DATA ROWS -
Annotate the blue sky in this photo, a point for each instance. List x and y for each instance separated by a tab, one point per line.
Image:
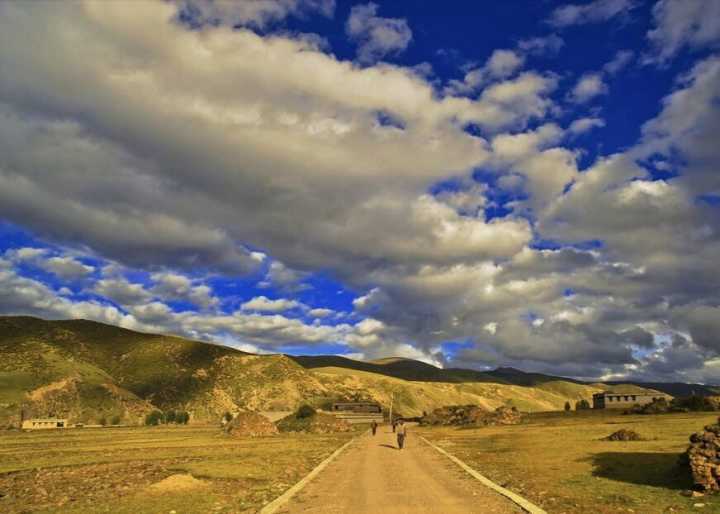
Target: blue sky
473	184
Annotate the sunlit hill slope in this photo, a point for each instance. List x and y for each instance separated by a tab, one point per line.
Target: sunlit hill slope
88	371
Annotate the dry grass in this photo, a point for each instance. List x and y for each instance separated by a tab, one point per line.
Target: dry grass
113	470
560	462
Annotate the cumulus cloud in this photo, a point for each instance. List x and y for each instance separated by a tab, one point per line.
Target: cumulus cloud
122	291
174	286
588	87
546	45
66	267
582	125
265	304
621	59
594	12
155	148
376	36
681	23
500	65
255	13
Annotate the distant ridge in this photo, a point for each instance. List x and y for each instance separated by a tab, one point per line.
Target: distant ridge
88	370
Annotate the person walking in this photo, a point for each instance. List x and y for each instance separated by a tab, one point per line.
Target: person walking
401	434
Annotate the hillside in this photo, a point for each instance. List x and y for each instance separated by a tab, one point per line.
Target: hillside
88	370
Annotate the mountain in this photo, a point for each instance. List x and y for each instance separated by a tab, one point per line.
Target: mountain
87	370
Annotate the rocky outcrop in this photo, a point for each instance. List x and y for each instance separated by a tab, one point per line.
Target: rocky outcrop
624	435
461	415
703	456
250	424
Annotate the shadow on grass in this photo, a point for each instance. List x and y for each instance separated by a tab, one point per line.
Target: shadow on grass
653	469
389	446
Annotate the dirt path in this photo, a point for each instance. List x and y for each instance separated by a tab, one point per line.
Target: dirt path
373	476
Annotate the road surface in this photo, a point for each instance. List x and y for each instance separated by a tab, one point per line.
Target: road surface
373	476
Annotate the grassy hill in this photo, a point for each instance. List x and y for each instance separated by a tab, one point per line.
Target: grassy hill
88	371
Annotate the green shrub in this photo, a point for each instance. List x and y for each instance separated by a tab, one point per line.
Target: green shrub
154	418
305	411
582	405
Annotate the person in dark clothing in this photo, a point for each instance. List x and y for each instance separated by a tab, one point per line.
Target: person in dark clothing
401	434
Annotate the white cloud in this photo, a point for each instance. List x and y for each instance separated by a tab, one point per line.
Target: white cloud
265	304
174	286
542	45
621	59
594	12
320	312
66	268
582	125
680	23
25	254
121	291
376	36
500	65
256	13
588	87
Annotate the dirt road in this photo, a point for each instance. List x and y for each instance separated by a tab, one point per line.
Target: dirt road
373	476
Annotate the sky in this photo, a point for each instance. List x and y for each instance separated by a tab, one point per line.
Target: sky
533	184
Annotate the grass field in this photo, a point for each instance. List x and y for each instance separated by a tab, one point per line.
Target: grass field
114	469
558	461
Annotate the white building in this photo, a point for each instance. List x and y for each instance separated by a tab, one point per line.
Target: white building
44	423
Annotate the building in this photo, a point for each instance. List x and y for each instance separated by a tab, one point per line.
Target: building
44	423
358	412
616	400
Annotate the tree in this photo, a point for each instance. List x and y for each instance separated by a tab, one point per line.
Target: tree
154	418
582	405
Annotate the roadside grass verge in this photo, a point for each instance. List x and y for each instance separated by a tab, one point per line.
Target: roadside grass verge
111	470
559	462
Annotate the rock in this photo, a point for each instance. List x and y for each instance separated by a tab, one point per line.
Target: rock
175	483
459	415
250	424
703	457
623	435
318	423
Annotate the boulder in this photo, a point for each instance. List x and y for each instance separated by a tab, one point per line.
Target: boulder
473	415
250	424
703	457
623	435
316	423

TASK INSTRUCTIONS - Rewrite all of the data above as a numbered list with one line per item. Skip blank lines and leave the pictures out of your answer.

SOLUTION TO THE PROBLEM -
1. Annotate the blue sky in this photo, a point for each instance. List x and y for each instance separated by a tab, one point per line.
2. Image:
3. Target: blue sky
4. 473	184
5. Annotate the sunlit hill slope in this photo, a point for each instance. List x and y for each instance separated by a tab, one point per line.
6. Target: sunlit hill slope
7. 88	371
8. Annotate the dry grass in this photo, a point for each instance. List x and y for each instance separated by a tab, one point per line.
9. Target: dry grass
10. 113	470
11. 560	462
12. Annotate the cumulus cloud in this photo, a point for each instance. List x and y for each instance separated by a tab, one point per line.
13. Target: cumulus cloud
14. 122	291
15. 174	286
16. 588	87
17. 546	45
18. 66	267
19. 582	125
20. 265	304
21. 621	59
22. 594	12
23. 155	148
24. 376	36
25. 681	23
26. 500	65
27. 255	13
28. Annotate the distant ridge in this photo, a point for each instance. List x and y for each instance separated by a tab, one point per line.
29. Target: distant ridge
30. 88	370
31. Annotate the person walking in this photo, a point for each instance. List x and y for each instance separated by a tab, one point per line.
32. Target: person walking
33. 401	434
34. Annotate the hillside in this photo, a point for each instance. List x and y for each instance separated by a tab, one point per line.
35. Target: hillside
36. 88	370
37. Annotate the mountain in this photo, a point for each instance. List x and y for each instance separated by a tab, one point per line.
38. Target: mountain
39. 87	370
40. Annotate the rocky outcrop in this photo, a point for each instance. List x and y for each instance separated by a tab, one point per line.
41. Target: rocky outcrop
42. 624	435
43. 461	415
44. 703	456
45. 250	424
46. Annotate the shadow on grass in this photo, a point for each instance. List x and y for each instance separated by a tab, one point per line.
47. Target: shadow on grass
48. 653	469
49. 389	446
50. Annotate the dirt path in this photo, a point for each instance. List x and y for each instance separated by a tab, one point per line.
51. Target: dirt path
52. 373	476
53. Annotate the road surface in this photo, a point for each instance. List x and y for each instance separated by a tab, one point per line.
54. Target: road surface
55. 373	476
56. Annotate the grassy hill in this photo, a point for each instance. List x and y for each instance separated by a tab, one point per line.
57. Target: grassy hill
58. 88	371
59. Annotate the green shrub in this photo, a point for each instance. List x and y for each instance separated by a tab, one point per line.
60. Target: green shrub
61. 154	418
62. 305	411
63. 582	405
64. Annotate the person in dark clothing in this photo, a point for each instance. List x and y for each instance separated by a tab, one point per line.
65. Target: person in dark clothing
66. 401	434
67. Annotate the white cloud in this photo, a point for each instance. List x and y for each instance separated by a tab, one point per line.
68. Target: white cloud
69. 265	304
70. 174	286
71. 542	45
72. 621	59
73. 594	12
74. 320	312
75. 66	268
76. 582	125
77. 680	23
78. 25	254
79. 121	291
80. 376	36
81. 500	65
82. 256	13
83. 588	87
84. Annotate the dirt road in this photo, a point for each instance. List x and y for each instance separated by a tab, one point per line.
85. Target: dirt road
86. 373	476
87. Annotate the sky in this photo, a point for each instance. List x and y for each instance separated by a tab, one point per line.
88. Target: sky
89. 533	184
90. Annotate the grass field in this photo, a point for each instance. List x and y for each instance separated by a tab, one point per line.
91. Target: grass field
92. 114	469
93. 558	461
94. Annotate the white building in this photo, a point for each instance. List x and y for each instance separated by a tab, one point per line.
95. Target: white building
96. 44	423
97. Annotate the building in this photo, a point for each instance. List x and y for each instance separated by a tab, one point per line.
98. Target: building
99. 44	423
100. 358	412
101. 616	400
102. Annotate the tree in this photo, a point for each instance. List x and y for each instance separated by a tab, one point per line.
103. Target: tree
104. 154	418
105. 582	405
106. Annotate the roadside grass verge in this photo, a point for each instance. List x and y for each instance separated by a tab, one point per line.
107. Target: roadside grass verge
108. 111	470
109. 559	462
110. Annotate the rock in this photo, a point for each instance. List x and y for each instance separated by a tab, one point per line.
111. Target: rock
112. 175	483
113. 459	415
114. 250	424
115. 703	457
116. 623	435
117. 318	423
118. Annotate the boulder in this photo, a point for each instance. List x and y for each instance separated by a tab, one point per line.
119. Target: boulder
120. 473	415
121. 250	424
122. 703	457
123. 623	435
124. 316	423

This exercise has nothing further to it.